- DIRECTIONS -
Print the range of lines that opens with the line containing "Reviewer note: check that each instance of the city" and closes with the last line of the listing. Include both ends; print nothing more.

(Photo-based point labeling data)
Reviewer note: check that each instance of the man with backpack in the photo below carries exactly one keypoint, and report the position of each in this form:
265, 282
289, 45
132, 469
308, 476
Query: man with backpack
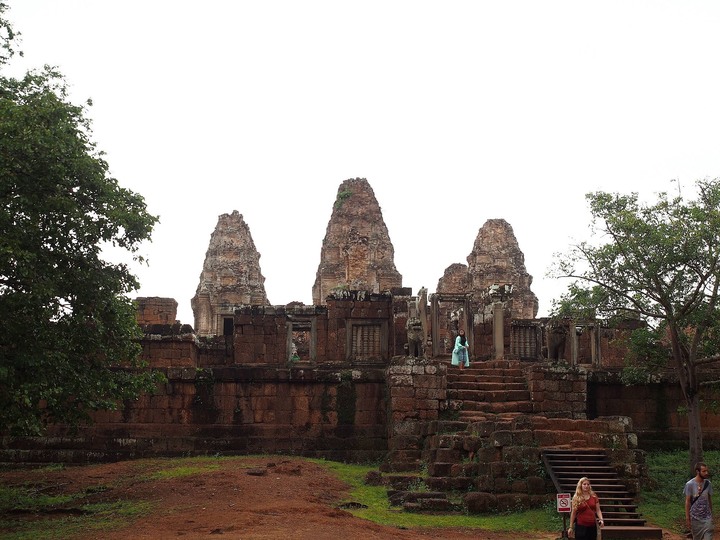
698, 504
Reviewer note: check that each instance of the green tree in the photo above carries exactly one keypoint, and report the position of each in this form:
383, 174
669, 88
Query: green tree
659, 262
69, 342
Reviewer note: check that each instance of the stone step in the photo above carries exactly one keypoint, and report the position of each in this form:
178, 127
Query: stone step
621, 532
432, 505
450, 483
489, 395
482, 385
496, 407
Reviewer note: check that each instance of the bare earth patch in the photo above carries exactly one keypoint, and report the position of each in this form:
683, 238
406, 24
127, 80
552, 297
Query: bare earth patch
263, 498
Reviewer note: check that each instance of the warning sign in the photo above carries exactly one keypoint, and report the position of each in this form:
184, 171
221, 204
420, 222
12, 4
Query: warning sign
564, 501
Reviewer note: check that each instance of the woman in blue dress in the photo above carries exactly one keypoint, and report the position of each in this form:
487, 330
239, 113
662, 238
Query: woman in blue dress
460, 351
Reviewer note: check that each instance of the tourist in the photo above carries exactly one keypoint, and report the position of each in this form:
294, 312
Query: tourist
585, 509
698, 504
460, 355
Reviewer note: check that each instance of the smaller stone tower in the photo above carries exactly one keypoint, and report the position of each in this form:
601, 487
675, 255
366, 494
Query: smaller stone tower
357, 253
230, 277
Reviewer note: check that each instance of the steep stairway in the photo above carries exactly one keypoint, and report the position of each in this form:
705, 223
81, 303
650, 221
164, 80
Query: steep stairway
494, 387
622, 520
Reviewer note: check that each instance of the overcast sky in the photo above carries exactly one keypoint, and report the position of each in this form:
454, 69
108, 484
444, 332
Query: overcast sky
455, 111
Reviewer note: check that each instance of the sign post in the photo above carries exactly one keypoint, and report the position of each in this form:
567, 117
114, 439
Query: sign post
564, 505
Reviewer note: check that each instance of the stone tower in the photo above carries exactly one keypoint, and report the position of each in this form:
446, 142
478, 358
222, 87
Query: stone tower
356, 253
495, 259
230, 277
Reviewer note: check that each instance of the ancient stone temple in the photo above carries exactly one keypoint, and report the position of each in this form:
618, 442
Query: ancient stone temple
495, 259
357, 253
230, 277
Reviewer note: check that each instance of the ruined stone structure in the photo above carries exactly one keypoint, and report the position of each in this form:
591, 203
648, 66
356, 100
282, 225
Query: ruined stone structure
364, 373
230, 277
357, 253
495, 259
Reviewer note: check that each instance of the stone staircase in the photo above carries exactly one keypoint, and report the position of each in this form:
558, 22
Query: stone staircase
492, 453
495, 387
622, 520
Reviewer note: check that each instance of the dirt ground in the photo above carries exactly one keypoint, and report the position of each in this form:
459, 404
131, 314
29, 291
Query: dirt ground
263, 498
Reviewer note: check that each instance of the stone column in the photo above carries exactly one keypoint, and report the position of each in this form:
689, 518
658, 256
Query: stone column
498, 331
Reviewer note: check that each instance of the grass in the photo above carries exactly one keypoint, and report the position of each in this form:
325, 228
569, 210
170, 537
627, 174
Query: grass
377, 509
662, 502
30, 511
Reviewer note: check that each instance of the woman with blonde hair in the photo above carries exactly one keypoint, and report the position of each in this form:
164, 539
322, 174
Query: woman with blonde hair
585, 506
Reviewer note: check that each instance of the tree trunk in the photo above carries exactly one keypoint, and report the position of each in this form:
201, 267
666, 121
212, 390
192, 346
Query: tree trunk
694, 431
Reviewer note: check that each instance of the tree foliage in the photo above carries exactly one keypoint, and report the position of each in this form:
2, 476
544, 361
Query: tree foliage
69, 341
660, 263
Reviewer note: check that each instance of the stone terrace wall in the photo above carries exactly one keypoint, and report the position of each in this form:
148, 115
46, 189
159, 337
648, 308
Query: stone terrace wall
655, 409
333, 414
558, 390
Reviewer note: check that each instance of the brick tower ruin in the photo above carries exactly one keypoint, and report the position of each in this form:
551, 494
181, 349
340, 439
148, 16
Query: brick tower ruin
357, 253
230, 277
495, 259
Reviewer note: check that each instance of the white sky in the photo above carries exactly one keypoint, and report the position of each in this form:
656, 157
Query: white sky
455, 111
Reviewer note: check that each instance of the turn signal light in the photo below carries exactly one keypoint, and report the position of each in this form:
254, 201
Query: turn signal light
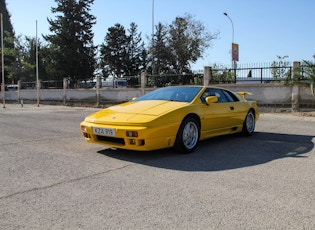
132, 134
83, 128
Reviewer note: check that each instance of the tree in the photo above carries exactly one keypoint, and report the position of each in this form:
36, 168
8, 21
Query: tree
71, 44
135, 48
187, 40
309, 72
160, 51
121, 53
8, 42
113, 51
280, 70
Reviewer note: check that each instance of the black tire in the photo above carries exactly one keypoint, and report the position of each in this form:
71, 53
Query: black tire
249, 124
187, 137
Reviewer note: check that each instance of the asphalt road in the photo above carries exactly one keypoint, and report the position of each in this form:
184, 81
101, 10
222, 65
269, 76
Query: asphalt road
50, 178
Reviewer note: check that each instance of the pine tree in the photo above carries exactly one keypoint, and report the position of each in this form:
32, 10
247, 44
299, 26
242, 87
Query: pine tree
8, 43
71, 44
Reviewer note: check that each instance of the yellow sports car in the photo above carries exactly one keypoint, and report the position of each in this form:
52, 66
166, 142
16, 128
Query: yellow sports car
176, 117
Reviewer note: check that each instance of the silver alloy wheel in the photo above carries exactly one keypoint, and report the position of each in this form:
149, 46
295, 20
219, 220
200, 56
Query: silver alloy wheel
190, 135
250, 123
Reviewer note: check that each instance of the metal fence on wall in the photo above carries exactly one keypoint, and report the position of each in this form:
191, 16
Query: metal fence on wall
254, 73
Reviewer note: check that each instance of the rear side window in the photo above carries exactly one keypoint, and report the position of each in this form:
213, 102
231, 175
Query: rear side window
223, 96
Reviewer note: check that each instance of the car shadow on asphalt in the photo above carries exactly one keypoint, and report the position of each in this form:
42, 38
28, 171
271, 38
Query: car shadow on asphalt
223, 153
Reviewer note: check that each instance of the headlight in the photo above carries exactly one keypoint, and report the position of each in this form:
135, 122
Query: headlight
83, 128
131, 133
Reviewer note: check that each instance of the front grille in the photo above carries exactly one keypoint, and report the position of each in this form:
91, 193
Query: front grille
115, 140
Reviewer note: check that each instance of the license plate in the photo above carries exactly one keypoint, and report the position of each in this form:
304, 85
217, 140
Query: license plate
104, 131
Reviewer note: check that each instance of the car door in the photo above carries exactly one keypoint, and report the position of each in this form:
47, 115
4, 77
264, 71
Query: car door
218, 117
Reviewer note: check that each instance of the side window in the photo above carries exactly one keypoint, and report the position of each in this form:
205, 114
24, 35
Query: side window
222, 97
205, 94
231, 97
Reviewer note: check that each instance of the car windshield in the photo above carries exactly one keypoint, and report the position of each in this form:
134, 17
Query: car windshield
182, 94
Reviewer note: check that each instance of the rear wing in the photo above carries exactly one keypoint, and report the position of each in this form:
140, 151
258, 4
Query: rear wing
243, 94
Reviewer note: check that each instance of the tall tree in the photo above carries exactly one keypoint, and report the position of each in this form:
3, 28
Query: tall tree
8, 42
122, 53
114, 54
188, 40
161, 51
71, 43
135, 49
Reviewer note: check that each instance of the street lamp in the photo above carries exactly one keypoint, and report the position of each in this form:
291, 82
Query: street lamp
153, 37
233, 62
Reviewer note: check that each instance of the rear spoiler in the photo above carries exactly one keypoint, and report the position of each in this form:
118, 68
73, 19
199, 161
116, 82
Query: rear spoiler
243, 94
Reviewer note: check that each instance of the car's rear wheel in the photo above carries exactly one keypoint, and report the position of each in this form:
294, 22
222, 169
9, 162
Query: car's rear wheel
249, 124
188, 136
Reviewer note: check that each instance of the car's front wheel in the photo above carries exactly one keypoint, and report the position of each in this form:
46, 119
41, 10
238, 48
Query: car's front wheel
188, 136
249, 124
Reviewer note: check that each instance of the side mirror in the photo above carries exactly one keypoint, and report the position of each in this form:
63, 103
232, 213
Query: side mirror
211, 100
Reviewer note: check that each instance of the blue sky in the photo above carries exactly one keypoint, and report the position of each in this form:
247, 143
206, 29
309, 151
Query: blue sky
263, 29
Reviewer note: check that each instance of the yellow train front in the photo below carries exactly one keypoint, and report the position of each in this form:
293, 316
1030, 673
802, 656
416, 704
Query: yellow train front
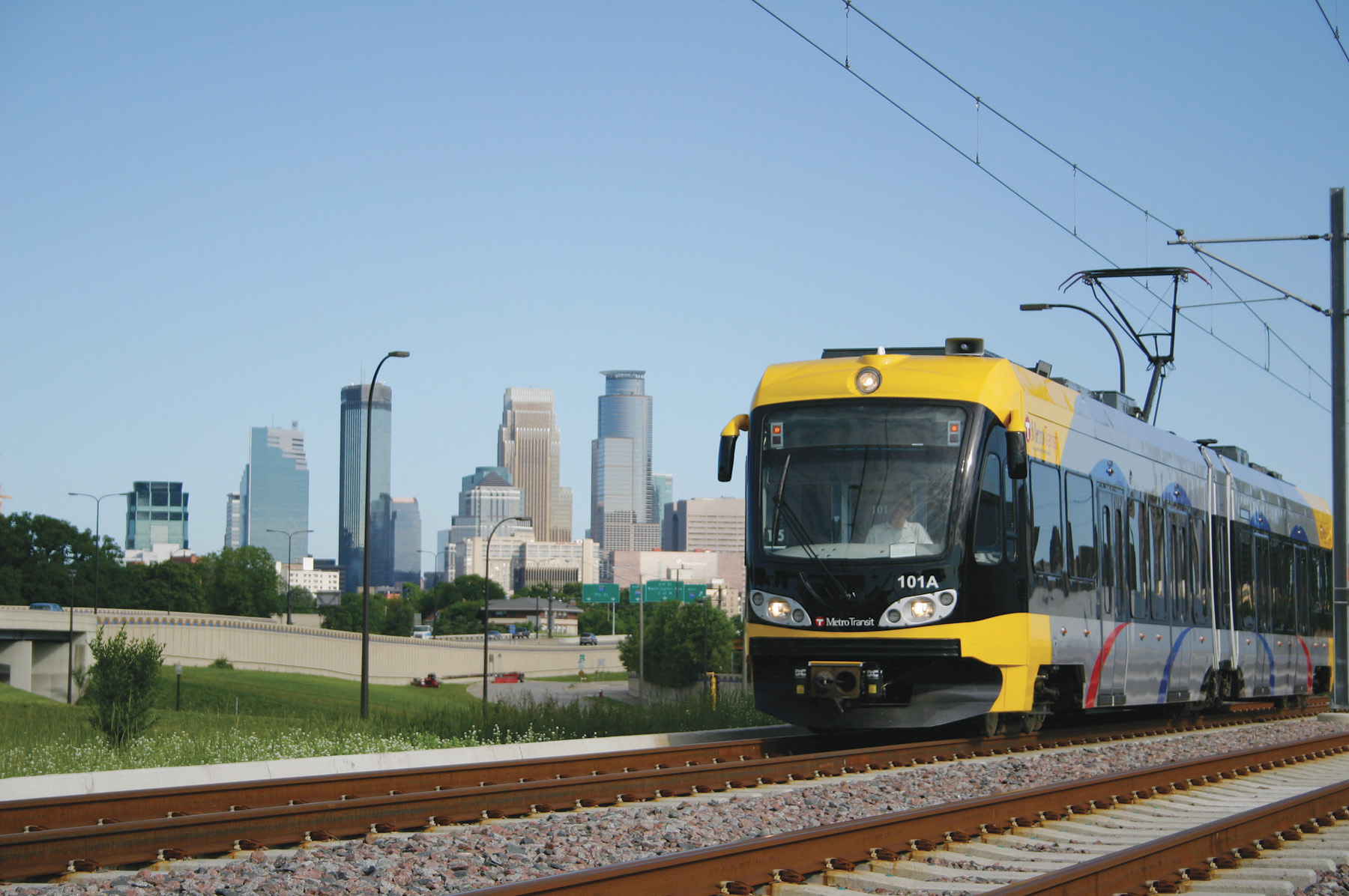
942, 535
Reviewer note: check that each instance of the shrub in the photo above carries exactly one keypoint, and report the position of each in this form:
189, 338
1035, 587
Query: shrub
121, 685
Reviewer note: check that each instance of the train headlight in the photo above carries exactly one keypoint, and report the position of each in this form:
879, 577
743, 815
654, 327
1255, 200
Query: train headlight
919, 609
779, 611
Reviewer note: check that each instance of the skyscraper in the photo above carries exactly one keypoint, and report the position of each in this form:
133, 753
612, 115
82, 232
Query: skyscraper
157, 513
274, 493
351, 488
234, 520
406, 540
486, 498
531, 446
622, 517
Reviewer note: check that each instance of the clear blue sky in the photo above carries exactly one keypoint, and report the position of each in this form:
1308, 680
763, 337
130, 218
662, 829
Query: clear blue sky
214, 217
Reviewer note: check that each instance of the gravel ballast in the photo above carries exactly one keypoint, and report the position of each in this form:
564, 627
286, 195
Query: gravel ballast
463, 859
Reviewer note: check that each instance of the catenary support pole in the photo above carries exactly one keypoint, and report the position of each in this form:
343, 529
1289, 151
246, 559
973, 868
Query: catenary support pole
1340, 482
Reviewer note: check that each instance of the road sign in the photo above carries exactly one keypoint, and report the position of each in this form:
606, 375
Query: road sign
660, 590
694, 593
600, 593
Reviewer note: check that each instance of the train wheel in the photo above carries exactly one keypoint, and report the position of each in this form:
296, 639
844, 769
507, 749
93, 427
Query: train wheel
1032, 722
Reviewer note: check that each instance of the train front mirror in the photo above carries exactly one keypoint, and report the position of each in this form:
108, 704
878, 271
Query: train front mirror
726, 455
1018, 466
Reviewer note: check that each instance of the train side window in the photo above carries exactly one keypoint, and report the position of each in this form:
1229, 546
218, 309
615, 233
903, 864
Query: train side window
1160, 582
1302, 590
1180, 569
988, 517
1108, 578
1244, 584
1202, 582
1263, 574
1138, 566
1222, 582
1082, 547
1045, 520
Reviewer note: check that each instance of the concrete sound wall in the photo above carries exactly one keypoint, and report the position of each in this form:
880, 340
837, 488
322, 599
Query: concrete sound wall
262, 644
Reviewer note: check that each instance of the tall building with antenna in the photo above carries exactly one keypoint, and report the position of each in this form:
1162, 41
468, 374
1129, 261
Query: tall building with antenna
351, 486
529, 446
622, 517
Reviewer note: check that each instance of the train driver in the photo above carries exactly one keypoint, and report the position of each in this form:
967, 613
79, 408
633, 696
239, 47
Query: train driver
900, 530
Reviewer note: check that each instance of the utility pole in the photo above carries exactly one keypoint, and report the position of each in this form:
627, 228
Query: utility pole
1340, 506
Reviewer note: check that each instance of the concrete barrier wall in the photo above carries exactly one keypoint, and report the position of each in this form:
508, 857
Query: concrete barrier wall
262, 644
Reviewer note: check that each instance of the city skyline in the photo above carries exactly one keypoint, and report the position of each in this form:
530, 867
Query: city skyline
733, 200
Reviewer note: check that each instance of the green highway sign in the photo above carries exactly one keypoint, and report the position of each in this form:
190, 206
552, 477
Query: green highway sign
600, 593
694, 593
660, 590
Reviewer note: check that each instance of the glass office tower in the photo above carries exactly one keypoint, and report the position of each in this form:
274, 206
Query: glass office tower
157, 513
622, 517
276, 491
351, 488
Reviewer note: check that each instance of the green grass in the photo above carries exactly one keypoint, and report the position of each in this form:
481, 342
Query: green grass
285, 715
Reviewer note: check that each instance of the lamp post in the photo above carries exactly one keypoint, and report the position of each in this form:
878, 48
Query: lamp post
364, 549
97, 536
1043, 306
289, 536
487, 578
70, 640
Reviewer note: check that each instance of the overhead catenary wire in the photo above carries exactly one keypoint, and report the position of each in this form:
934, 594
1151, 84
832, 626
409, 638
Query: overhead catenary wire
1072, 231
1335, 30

- RESULT -
Reviewer note: check that each instance of the city skyline in the photo above carries exactly one keypoint, and report the position of each in this form:
530, 867
Query: city skyline
733, 200
Reviewer note: check that each instance of the green highway sign in the photo above carries exactly one keypoint, and report the position of each in this form:
190, 206
552, 477
Query: green highway sign
600, 593
694, 593
660, 590
Reviewer note: check that each instance of the glass office tower in the photo above carries exactly one keypoint, and report the position of each in this form:
274, 206
Query: glass office tower
157, 513
622, 517
276, 491
351, 488
Reviewer note: check that each instance of the green grass in the photo above carries exactly one keypoint, and report the position of each in this form:
481, 342
Query: green grass
285, 715
Reviewer note: check that each instance of the lamp post in the photo above carries exactly one keypoint, and report the position of each in this form:
878, 48
Query: lamp post
364, 549
97, 536
1043, 306
289, 536
487, 578
70, 640
Reviewer note: check that each instance of the overhead catenary wire in the photo above carries exactly one keypoint, and report the position of each in this form:
934, 594
1151, 84
832, 626
409, 638
Query: overhead catenary wire
1072, 231
1335, 30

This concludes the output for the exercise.